Texte fourni:
Prisca Raoilison, diplômée d’un Master en musicologie, a étudié le rôle moteur de l’Eglise Hillsong en matière de musique de louange ainsi que son rapport à la francophonie.
Dans la famille des méga-Eglises francophones, la petite dernière, Hillsong Paris, frappe à la porte. Avec environ 1600 fidèles présents chaque week-end, elle se rapproche du seuil de définition d’une megachurch. Grâce à Prisca Raoilison, auteure d’un excellent mémoire de Master en musicologie (1), on en apprend davantage sur cette Eglise, son rôle moteur en matière de musique de louange, et son rapport à la francophonie. Entretien.
Prisca Raoilison, pouvez-vous vous présenter ?
J’ai 23 ans et je suis fraîchement diplômée de l’université Sorbonne à Paris. J’y ai effectué un master de recherche en musique et musicologie.
Mon mémoire de fin d’études porte sur les musiciens d’Hillsong Paris, mon église. J’ai grandi dans un environnement familial chrétien évangélique : mes parents sont pasteurs, spécialisés dans l’évangélisation. Depuis leur conversion à Madagascar, cela se voit au quotidien ; par exemple, au détour d’un restaurant, avec mes frères et sœur, nous avons été témoins de la conversion du serveur évangélisé par mon père ! C’est le genre d’enfance que j’ai eu. Actuellement, je suis impliquée, entre autres, dans l’équipe de louange en tant que pianiste dans mon église locale Hillsong Paris.
Vous avez travaillé sur Hillsong Paris; Quelles sont les particularités de cette église?

Données extraites:
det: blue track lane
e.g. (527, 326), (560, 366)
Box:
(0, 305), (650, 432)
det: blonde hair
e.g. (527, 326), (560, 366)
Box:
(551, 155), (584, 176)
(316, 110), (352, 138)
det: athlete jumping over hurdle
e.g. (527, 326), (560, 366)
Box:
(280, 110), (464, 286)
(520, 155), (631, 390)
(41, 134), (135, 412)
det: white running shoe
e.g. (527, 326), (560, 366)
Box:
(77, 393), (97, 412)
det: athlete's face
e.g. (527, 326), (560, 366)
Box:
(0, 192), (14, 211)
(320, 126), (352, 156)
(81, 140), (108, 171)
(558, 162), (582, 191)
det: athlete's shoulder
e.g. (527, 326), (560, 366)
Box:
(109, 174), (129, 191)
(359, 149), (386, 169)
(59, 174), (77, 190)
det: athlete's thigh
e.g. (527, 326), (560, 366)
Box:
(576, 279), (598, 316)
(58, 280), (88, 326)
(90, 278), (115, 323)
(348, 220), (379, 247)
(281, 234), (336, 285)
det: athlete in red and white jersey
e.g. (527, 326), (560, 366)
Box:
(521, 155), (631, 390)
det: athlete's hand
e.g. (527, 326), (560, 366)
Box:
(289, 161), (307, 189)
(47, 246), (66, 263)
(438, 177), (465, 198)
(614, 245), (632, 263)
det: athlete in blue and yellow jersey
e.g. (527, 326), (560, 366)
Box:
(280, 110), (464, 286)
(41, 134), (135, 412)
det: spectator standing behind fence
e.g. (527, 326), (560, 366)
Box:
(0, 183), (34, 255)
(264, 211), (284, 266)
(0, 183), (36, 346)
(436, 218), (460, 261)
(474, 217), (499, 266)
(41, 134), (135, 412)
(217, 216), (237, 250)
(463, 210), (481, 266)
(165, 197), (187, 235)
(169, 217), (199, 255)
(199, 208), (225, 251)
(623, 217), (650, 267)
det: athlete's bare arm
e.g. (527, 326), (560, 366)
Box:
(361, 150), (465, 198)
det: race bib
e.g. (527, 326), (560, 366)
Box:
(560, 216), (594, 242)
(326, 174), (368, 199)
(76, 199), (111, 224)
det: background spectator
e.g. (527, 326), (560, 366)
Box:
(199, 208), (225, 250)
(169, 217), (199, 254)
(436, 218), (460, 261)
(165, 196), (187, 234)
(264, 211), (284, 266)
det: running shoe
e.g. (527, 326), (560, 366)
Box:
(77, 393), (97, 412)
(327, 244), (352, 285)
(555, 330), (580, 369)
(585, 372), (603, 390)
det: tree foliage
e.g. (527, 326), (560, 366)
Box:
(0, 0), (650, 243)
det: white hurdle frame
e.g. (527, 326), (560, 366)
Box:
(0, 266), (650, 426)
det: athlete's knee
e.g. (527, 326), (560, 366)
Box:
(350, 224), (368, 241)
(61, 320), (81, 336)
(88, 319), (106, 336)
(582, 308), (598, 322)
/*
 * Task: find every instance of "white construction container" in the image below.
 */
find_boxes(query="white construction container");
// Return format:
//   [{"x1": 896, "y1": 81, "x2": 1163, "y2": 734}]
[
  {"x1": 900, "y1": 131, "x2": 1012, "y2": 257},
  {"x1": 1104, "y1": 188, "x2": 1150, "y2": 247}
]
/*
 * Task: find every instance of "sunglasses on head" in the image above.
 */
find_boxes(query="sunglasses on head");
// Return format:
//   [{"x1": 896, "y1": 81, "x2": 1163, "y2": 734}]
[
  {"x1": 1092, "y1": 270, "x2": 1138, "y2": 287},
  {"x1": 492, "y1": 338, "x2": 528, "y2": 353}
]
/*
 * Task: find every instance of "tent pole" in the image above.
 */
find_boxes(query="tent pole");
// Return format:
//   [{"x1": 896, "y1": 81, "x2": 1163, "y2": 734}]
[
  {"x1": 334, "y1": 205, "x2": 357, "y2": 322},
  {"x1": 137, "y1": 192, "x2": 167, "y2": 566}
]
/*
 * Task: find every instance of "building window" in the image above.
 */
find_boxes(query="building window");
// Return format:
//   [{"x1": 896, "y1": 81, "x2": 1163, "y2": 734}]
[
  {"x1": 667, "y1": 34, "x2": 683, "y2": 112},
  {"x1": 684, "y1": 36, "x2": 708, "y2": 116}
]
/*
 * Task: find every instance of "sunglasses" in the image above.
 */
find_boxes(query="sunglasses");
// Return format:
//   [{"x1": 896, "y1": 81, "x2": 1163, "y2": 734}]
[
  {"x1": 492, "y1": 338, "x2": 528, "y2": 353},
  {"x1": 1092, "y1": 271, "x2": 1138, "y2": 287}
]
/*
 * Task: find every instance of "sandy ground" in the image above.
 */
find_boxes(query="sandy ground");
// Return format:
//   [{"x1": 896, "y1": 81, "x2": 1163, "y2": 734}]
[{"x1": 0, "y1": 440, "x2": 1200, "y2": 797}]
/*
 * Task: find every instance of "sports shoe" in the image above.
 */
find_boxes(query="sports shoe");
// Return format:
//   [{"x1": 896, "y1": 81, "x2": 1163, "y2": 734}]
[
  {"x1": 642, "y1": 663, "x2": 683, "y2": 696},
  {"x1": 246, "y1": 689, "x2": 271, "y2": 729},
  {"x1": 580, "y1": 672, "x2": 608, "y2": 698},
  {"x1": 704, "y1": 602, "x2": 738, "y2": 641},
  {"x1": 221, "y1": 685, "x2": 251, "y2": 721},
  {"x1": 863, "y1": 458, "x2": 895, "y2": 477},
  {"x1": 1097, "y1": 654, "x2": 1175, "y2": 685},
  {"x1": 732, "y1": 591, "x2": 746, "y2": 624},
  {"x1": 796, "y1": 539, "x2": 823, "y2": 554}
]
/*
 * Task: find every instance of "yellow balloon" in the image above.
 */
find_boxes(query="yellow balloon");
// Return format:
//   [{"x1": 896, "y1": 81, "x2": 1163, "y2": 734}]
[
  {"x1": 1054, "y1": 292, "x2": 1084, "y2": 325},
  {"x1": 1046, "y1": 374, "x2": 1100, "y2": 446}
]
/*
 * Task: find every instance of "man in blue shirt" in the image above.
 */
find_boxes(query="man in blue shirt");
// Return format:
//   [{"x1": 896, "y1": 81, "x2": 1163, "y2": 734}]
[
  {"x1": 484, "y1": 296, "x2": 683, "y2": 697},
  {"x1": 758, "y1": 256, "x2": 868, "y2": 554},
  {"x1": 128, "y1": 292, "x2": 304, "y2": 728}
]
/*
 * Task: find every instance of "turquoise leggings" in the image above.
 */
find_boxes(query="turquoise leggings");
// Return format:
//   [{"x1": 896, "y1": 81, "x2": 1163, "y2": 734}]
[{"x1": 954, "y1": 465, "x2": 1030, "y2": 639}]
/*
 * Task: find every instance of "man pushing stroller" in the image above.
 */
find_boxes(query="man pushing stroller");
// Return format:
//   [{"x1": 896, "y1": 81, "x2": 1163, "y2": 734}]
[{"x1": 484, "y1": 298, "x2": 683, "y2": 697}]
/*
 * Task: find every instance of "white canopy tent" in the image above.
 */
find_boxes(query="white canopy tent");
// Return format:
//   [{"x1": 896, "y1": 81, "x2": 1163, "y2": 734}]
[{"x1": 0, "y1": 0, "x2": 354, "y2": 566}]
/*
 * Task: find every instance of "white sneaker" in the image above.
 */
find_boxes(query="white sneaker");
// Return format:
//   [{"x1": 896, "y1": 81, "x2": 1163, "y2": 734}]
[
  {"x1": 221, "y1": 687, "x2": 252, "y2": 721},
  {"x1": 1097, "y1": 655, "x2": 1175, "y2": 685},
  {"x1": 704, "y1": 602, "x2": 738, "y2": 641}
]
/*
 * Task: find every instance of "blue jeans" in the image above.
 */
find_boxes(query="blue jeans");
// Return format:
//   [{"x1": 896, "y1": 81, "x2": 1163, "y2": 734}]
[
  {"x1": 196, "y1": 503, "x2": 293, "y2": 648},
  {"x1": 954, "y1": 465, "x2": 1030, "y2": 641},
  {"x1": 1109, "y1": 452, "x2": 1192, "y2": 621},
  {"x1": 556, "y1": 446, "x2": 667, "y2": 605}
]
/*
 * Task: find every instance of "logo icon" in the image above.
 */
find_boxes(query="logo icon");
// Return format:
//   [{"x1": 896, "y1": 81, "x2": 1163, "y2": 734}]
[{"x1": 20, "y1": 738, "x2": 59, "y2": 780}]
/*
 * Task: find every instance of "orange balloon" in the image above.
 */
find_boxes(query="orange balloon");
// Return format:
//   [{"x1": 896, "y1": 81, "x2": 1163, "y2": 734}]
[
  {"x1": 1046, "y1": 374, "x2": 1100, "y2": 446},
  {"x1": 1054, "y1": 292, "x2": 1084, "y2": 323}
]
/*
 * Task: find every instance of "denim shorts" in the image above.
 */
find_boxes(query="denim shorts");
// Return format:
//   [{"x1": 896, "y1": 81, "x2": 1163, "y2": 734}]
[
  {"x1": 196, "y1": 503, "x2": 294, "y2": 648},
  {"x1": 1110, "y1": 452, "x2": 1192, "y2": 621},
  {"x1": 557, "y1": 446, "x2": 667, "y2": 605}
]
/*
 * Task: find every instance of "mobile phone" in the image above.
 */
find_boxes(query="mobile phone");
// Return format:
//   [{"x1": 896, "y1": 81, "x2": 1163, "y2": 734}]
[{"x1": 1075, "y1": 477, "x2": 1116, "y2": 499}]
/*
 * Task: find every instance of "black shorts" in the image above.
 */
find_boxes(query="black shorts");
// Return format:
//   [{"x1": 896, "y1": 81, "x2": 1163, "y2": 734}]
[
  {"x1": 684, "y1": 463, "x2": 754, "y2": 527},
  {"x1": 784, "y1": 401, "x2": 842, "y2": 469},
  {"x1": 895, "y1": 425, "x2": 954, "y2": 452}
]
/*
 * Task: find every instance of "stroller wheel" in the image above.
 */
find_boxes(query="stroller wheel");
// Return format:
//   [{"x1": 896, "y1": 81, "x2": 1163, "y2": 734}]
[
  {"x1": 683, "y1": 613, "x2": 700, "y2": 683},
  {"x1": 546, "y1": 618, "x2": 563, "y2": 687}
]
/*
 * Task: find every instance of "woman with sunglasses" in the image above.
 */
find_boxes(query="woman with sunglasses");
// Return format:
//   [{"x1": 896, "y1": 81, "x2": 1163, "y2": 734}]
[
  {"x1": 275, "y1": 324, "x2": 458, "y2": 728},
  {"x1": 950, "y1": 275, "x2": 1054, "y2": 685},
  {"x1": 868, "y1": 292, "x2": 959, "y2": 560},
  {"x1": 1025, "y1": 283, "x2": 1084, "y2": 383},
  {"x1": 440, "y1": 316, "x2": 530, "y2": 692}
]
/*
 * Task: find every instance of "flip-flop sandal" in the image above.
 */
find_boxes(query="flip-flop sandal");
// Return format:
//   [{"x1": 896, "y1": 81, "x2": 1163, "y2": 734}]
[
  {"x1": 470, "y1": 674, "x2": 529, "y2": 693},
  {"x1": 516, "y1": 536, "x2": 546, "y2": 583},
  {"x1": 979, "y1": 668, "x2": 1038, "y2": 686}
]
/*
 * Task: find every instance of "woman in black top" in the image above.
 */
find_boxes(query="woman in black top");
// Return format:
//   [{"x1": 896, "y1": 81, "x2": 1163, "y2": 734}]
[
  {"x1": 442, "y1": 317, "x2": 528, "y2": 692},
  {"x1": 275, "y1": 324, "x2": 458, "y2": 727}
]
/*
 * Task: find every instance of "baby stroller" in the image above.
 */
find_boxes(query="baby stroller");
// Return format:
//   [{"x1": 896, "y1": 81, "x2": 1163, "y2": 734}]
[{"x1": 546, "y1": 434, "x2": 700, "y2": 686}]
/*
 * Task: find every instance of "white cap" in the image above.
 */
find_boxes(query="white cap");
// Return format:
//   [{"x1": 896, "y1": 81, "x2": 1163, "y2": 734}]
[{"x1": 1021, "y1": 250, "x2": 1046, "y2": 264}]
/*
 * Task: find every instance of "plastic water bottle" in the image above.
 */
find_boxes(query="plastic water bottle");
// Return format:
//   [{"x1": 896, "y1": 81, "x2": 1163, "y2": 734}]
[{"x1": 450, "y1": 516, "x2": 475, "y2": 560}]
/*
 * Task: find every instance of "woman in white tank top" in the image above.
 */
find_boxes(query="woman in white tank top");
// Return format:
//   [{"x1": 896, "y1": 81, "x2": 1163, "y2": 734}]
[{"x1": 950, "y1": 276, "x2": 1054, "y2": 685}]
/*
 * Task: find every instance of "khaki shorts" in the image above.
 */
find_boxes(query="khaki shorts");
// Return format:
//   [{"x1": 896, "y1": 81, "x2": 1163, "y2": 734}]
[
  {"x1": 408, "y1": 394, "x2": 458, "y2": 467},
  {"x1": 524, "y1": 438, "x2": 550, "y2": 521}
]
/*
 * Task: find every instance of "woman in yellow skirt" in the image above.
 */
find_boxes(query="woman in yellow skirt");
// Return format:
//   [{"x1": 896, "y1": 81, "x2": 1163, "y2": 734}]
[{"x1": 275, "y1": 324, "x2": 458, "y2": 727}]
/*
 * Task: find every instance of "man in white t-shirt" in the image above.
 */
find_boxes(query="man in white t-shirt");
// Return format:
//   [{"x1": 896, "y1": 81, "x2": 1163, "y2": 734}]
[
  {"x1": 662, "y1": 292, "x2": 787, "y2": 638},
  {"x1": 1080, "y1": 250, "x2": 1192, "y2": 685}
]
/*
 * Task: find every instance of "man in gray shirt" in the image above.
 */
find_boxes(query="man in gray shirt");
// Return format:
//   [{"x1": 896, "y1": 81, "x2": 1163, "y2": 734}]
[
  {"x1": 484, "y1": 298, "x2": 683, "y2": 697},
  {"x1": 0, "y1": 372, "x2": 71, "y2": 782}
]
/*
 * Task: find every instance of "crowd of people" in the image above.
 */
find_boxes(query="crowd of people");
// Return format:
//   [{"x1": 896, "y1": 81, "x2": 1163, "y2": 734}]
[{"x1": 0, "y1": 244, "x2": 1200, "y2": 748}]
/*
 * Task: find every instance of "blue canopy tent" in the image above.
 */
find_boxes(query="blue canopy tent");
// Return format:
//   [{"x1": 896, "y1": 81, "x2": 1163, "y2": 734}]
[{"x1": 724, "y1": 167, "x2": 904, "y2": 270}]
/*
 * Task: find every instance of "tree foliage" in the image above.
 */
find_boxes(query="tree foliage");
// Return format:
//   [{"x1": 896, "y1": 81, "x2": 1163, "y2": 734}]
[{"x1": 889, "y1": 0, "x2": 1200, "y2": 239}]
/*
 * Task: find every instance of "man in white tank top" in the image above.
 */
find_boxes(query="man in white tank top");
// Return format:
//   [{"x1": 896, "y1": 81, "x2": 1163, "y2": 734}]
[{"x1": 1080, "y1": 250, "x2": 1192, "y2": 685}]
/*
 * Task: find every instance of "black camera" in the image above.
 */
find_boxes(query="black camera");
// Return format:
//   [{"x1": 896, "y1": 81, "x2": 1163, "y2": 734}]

Exercice proposé:
D'après l'entretien sur Hillsong Paris :
1. Combien de fidèles sont présents chaque week-end à Hillsong Paris ?
2. Dans quelle université Prisca Raoilison a-t-elle obtenu son diplôme ?
3. Quel rôle tient-elle dans l'équipe de louange de son église ?

Réponse attendue:
1. Environ 1600 fidèles.
2. À l'université Sorbonne, à Paris.
3. Elle y est pianiste.